» The request: Below are some records; reproduce every one of them exactly.

» Provided data:
>> START

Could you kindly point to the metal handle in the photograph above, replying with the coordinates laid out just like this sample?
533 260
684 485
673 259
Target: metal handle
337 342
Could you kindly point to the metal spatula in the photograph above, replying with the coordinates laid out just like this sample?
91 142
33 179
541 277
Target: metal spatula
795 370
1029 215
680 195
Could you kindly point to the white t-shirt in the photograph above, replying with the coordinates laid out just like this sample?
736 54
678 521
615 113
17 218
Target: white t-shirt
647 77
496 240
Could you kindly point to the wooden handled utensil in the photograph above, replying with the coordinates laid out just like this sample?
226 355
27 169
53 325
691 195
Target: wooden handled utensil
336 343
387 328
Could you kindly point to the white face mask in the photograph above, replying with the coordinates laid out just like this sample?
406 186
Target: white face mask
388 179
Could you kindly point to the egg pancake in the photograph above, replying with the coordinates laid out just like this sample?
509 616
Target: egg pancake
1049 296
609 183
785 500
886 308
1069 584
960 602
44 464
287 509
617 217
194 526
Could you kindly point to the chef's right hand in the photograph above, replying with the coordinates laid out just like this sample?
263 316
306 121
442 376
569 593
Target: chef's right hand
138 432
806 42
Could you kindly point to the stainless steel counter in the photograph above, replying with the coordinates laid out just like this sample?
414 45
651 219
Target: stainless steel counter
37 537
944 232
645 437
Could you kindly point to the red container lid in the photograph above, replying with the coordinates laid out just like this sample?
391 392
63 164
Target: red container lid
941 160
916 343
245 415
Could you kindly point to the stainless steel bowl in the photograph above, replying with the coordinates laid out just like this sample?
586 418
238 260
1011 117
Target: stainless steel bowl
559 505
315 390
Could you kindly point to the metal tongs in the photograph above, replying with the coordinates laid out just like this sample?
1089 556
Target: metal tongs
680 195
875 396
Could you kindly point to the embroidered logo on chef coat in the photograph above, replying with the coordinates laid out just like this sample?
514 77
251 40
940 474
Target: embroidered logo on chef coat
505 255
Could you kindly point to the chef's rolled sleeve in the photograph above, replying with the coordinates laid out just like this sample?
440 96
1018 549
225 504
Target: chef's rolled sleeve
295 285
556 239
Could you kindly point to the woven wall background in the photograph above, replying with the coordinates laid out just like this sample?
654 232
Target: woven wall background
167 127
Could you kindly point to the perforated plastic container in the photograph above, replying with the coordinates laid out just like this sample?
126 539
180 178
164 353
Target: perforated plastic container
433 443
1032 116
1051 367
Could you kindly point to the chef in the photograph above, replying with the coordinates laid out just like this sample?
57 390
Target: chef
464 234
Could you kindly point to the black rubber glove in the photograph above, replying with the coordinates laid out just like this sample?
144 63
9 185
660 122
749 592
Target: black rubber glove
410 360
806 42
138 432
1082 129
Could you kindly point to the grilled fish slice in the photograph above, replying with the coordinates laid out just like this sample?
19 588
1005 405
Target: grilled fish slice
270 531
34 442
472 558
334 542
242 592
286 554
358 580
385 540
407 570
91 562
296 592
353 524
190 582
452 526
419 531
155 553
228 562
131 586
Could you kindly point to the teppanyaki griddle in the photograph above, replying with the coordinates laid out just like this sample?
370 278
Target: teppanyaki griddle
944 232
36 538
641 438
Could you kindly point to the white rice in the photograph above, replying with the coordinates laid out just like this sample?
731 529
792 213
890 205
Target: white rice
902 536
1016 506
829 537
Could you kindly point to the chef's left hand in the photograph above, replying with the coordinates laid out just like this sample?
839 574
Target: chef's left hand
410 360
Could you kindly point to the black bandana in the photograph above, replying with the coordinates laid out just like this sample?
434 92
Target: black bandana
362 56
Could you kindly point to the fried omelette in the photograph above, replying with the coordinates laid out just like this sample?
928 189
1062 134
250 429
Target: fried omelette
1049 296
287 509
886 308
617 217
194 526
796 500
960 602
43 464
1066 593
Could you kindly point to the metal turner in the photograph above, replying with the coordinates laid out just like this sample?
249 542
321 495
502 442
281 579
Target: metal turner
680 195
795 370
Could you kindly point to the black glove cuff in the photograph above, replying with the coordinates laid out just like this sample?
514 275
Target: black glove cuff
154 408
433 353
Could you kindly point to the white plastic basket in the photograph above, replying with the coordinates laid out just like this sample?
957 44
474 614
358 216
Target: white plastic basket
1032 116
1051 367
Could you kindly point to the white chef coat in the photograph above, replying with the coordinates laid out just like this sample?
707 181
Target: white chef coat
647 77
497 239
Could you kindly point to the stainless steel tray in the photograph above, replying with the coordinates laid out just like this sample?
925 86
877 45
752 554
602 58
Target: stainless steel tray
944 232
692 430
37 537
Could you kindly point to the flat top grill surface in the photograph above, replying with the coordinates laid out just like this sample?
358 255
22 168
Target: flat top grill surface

>> END

» Solution for this task:
Could you kindly point to the metal handle in the photograph above, replying with the coordinates laid out just like this sample?
533 260
684 485
673 259
Target: metal handle
337 342
Could you kindly point to the metal spatula in the photograph above, replying with the coordinates laid out just like this sample?
91 142
33 179
541 277
Target: metal spatula
795 370
1029 215
680 195
Could you kindly point to the white t-shirt in the photograph above, replying with the coordinates laid out just like this sample?
736 54
678 521
615 113
17 218
Target: white t-shirt
647 77
496 240
Could you kindly point to the wooden handled utensil in the photograph above, replying with the coordinates laid out just like this sample?
226 355
27 169
53 325
691 195
Target: wooden handled utensil
336 343
387 328
Could you kindly point to the white face mask in the photograph above, replying with the coordinates laid out just like this sample?
406 186
Target: white face mask
388 179
Could you kindly point to the egg pancake in the photograph above, replying with the coordinates laid out just like this sample?
509 616
Target: egg pancake
1049 296
609 183
785 500
886 308
1069 584
960 602
44 464
287 509
617 217
194 526
Could you kindly point to the chef's right hand in the photograph above, replying with the coordinates laid out just like this sample?
263 316
306 121
442 376
569 593
Target: chef's right hand
138 432
806 42
Could you kindly point to the stainless steel counter in the photograph above, replying with the coordinates laid out just like this sample?
414 45
651 219
Target: stainless steel counter
37 537
944 232
645 437
Could you kindly point to the red container lid in the photograph above, replying with the coordinates laid out just like this sample?
391 392
63 164
Target: red container lid
941 160
916 343
245 415
Could you kindly point to the stainless steel bowl in the photograph above, replying with the coordinates laid out just like this sample?
586 418
238 260
1011 117
Target: stainless steel bowl
559 505
315 390
Could you kindly point to the metal tongs in the photograph above, replying with the coordinates laid out just like this sample?
1089 556
Target: metal tongs
680 195
875 396
Could you kindly point to the embroidered logo on chef coat in the photograph above, replying with the coordinates laid out just like this sample?
514 77
251 40
940 474
Target: embroidered logo on chef coat
505 255
Could you kindly point to the chef's rolled sleeve in the photograph above, replying with the coordinates laid out just like this sample?
440 96
1018 549
225 504
Target: chef's rolled sleeve
295 285
556 239
Could you kindly point to the woven wall background in the photograph above, replying with the coordinates laid out just like this sample?
654 232
Target: woven wall background
167 127
Could you kindly point to the perforated plastic container in the photograph above, replying with the coordinates laid out just like this sample?
126 539
180 178
164 353
Target: perforated plastic container
433 443
1032 116
1051 367
Could you kindly point to the chef in the photograph above, replying with the coordinates laid out just like this sample?
57 390
Target: chef
464 234
Could you kindly point to the black rubber glove in the photograph above, replying with the coordinates laid out just like this sample?
144 63
9 185
660 122
749 592
Target: black rubber glove
410 360
806 42
138 432
1082 129
Could you kindly point to the grilled fish slice in the photograph above, replying with the coordinates laid out just like this sample?
19 588
1005 405
Target: grilled fish slice
270 531
34 442
472 558
334 542
242 592
286 554
358 580
385 540
407 570
91 562
296 592
353 524
190 582
452 526
419 531
155 553
228 562
131 586
Could you kindly point to the teppanyaki griddle in the photograph above, replying with the coordinates laid out just like this sample?
370 278
Target: teppanyaki griddle
944 232
36 538
641 438
Could you kindly point to the white rice in the photograph above, replying with the coordinates laid out just like this sample?
731 529
792 213
890 205
Target: white rice
902 536
1016 506
829 537
Could you kindly point to the chef's left hand in the photograph above, replying with the coordinates laid out just like this sample?
839 574
Target: chef's left hand
410 360
Could you kindly point to the black bandana in the photograph above, replying with the coordinates laid out just like this sample?
434 92
Target: black bandana
362 56
Could you kindly point to the fried omelette in the photograph above, replying with the coordinates laid out just like this sample?
928 189
1062 134
250 429
Target: fried omelette
1049 296
287 509
886 308
617 217
194 526
796 500
960 602
43 464
1066 593
Could you kindly point to the metal turner in the photograph above, replying with the coordinates laid out just like this sample?
249 542
321 495
502 442
281 579
Target: metal turner
680 195
795 370
Could you kindly point to the black glove cuff in the photograph above, replying with the coordinates laid out just like this sample?
514 275
Target: black glove cuff
154 408
433 353
Could you kindly point to the white plastic basket in the photograph above, replying with the coordinates laid out just like this sample?
957 44
474 614
358 216
Target: white plastic basket
1032 116
1051 367
Could you kindly point to the white chef coat in the photograph above, replying with the coordinates laid out just like this sample?
707 181
Target: white chef coat
647 77
497 239
Could you kindly point to the stainless steel tray in the photograph above, replying with the coordinates laid out just like this sample?
925 86
877 45
752 554
602 58
Target: stainless steel tray
944 232
692 430
37 537
Could you kindly point to the flat top grill surface in the photograph above, replying with the coordinates laid out just like this sample?
358 255
22 168
Target: flat top grill surface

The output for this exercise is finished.